International Gemini Observatory
Updated on February 16, 2022, 6:31 am
We are currently not hosting public visitors at the summit or base facilities. Given the continuously evolving nature of the pandemic, we currently do not have a reopening date. When a date is available we will share it on our website and social media. The timeline may be different for each site.
From locations on mountains in Hawai’i and Chile, the Gemini Observatory telescopes can between them access the entire sky. The suite of capabilities at Gemini includes a wide-field laser adaptive optics system that complements other current ground- and space-based telescopes and the Vera C. Rubin Observatory. Gemini also hosts a robust visitor instrument program (unique among this telescope class). Gemini pioneers innovative approaches to proposing and observing, including: Fast Turnaround (monthly deadlines); Large and Long programs (multi-year research); and Priority Visitor mode.
The Gemini international partnership includes the United States, Canada, Chile, Brazil, Argentina, and Korea. These Participants and the University of Hawai‘i, which has regular access to Gemini, each maintain a National Gemini Office to support their local users. Any astronomer in these countries can apply for Gemini time, which is allocated in proportion to each participant’s level of support.

* _Problem 1_:
Decide whether each statement below agrees with the Gemini Observatory page, answering yes or no and quoting the words of the page that decide it. (a) The Gemini telescopes stand on mountains in Hawai'i and Chile. (b) Public visitors are currently being hosted at the base facilities. (c) Gemini time is divided equally among the participants.
* _Problem 2_:
Please recast the paragraph of the Gemini Observatory page that begins "The Gemini international partnership includes" as a short list, keeping its main facts.

* _Information shown_:
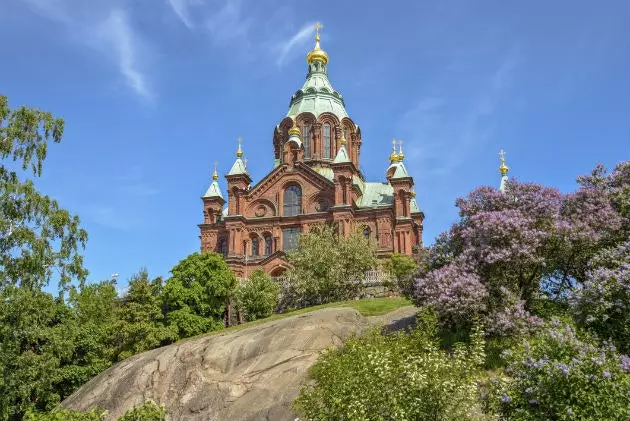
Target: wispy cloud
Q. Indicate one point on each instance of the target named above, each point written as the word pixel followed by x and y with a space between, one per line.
pixel 289 46
pixel 443 130
pixel 114 36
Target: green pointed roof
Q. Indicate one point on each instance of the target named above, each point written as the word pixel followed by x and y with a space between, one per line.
pixel 401 171
pixel 342 156
pixel 317 95
pixel 214 190
pixel 238 167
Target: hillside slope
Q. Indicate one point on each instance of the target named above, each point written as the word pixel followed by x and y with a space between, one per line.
pixel 249 374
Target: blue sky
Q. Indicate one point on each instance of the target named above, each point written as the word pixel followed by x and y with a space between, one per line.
pixel 154 91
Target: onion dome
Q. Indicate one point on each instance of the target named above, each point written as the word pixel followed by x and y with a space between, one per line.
pixel 317 53
pixel 317 96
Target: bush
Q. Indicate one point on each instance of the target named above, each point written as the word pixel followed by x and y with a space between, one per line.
pixel 396 377
pixel 148 411
pixel 401 269
pixel 558 376
pixel 258 297
pixel 327 267
pixel 602 304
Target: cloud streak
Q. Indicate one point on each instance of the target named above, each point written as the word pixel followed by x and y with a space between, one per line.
pixel 105 27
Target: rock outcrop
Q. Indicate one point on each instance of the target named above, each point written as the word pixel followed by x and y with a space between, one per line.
pixel 249 374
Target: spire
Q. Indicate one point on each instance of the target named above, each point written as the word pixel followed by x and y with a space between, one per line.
pixel 503 170
pixel 317 53
pixel 239 165
pixel 214 191
pixel 393 157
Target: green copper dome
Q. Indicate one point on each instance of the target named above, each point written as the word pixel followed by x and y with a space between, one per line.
pixel 317 95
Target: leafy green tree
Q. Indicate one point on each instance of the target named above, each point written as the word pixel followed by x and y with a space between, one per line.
pixel 148 411
pixel 328 267
pixel 402 376
pixel 196 295
pixel 140 322
pixel 258 297
pixel 401 269
pixel 36 235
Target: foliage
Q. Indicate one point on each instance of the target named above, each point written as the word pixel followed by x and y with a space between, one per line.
pixel 139 325
pixel 258 297
pixel 60 414
pixel 396 377
pixel 196 295
pixel 510 249
pixel 401 269
pixel 557 375
pixel 602 304
pixel 36 235
pixel 327 266
pixel 148 411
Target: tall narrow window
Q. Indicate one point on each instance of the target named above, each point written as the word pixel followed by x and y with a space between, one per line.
pixel 326 141
pixel 290 238
pixel 306 139
pixel 292 201
pixel 255 246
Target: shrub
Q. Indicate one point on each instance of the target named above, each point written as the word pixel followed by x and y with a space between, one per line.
pixel 401 268
pixel 258 297
pixel 556 375
pixel 402 376
pixel 327 267
pixel 602 304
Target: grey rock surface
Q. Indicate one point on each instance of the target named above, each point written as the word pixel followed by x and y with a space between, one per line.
pixel 243 375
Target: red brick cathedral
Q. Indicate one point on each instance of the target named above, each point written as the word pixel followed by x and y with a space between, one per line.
pixel 316 179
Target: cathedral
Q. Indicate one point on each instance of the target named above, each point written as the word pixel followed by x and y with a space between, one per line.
pixel 316 179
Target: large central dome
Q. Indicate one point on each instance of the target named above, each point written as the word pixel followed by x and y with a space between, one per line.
pixel 317 96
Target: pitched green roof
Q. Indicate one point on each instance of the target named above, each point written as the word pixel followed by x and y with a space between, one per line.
pixel 238 167
pixel 213 190
pixel 317 95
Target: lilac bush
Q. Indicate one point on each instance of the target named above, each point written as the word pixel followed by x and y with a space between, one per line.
pixel 510 248
pixel 558 375
pixel 602 303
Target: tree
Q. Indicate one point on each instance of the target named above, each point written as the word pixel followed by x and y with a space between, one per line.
pixel 195 297
pixel 402 376
pixel 328 267
pixel 401 269
pixel 258 297
pixel 36 235
pixel 140 321
pixel 509 248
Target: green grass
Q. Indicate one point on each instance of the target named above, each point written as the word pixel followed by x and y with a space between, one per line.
pixel 366 306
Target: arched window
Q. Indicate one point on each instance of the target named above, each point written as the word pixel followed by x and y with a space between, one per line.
pixel 326 141
pixel 306 139
pixel 255 246
pixel 292 200
pixel 223 247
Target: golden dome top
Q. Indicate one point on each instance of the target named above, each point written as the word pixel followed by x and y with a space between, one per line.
pixel 294 130
pixel 239 151
pixel 215 174
pixel 503 169
pixel 317 53
pixel 394 156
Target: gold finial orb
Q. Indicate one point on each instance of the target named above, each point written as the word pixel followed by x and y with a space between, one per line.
pixel 317 53
pixel 394 156
pixel 239 151
pixel 401 155
pixel 215 174
pixel 294 130
pixel 503 169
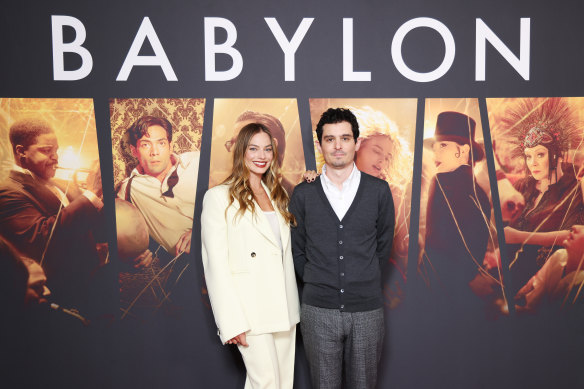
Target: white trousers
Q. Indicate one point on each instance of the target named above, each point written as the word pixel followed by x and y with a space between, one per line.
pixel 269 360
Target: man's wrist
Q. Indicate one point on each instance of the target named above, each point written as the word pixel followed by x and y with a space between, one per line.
pixel 92 197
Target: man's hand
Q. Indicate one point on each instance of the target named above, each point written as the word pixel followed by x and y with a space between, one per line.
pixel 239 339
pixel 184 243
pixel 93 181
pixel 143 260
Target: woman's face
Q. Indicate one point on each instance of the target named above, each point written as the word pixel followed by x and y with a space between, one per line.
pixel 259 154
pixel 374 155
pixel 537 160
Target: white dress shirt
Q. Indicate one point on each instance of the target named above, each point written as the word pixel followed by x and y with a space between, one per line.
pixel 167 218
pixel 341 199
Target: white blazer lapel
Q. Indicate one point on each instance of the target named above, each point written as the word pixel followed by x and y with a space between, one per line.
pixel 260 222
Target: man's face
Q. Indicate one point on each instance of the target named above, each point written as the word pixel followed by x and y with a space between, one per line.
pixel 153 151
pixel 36 290
pixel 338 146
pixel 41 157
pixel 448 156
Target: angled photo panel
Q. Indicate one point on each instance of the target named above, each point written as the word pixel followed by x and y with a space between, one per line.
pixel 56 268
pixel 459 259
pixel 538 148
pixel 156 146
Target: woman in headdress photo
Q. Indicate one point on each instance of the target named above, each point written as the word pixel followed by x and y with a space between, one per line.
pixel 544 131
pixel 247 257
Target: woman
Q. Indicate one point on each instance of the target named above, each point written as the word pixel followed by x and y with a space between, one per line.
pixel 248 262
pixel 544 131
pixel 385 154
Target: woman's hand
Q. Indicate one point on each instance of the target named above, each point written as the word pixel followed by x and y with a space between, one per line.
pixel 239 339
pixel 310 175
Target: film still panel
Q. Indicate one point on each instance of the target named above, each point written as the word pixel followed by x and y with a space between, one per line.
pixel 387 129
pixel 459 259
pixel 56 275
pixel 156 145
pixel 537 144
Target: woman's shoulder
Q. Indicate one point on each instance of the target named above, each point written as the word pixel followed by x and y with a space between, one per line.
pixel 217 193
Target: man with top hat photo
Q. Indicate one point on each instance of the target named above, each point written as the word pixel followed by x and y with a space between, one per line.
pixel 458 210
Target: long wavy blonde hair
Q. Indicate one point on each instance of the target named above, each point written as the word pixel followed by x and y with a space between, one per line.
pixel 238 180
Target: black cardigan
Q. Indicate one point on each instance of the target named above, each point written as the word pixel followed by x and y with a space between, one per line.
pixel 340 261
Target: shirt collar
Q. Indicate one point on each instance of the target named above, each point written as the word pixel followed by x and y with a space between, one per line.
pixel 22 170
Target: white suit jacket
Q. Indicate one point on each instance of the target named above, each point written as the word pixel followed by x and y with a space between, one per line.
pixel 250 280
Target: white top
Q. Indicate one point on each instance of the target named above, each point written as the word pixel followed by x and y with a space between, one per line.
pixel 167 218
pixel 342 199
pixel 273 219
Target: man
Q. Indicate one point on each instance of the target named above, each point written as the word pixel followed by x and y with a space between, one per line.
pixel 276 129
pixel 458 210
pixel 52 225
pixel 163 185
pixel 560 277
pixel 343 235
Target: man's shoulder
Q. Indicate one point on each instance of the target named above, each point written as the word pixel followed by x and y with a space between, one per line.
pixel 14 183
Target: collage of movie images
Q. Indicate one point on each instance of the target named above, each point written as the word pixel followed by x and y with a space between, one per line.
pixel 490 249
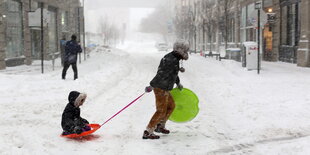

* _Answer space 1_:
(a) Yes: "From locations on mountains in Hawai’i and Chile, the Gemini Observatory telescopes can between them access the entire sky."
(b) No: "We are currently not hosting public visitors at the summit or base facilities."
(c) No: "which is allocated in proportion to each participant’s level of support."

* _Answer space 2_:
- Partner countries: the United States, Canada, Chile, Brazil, Argentina, and Korea.
- The University of Hawai‘i also has regular access to Gemini.
- Each participant, and the University of Hawai‘i, runs a National Gemini Office to support local users.
- Any astronomer in these countries can apply for Gemini time.
- Time is allocated in proportion to each participant's level of support.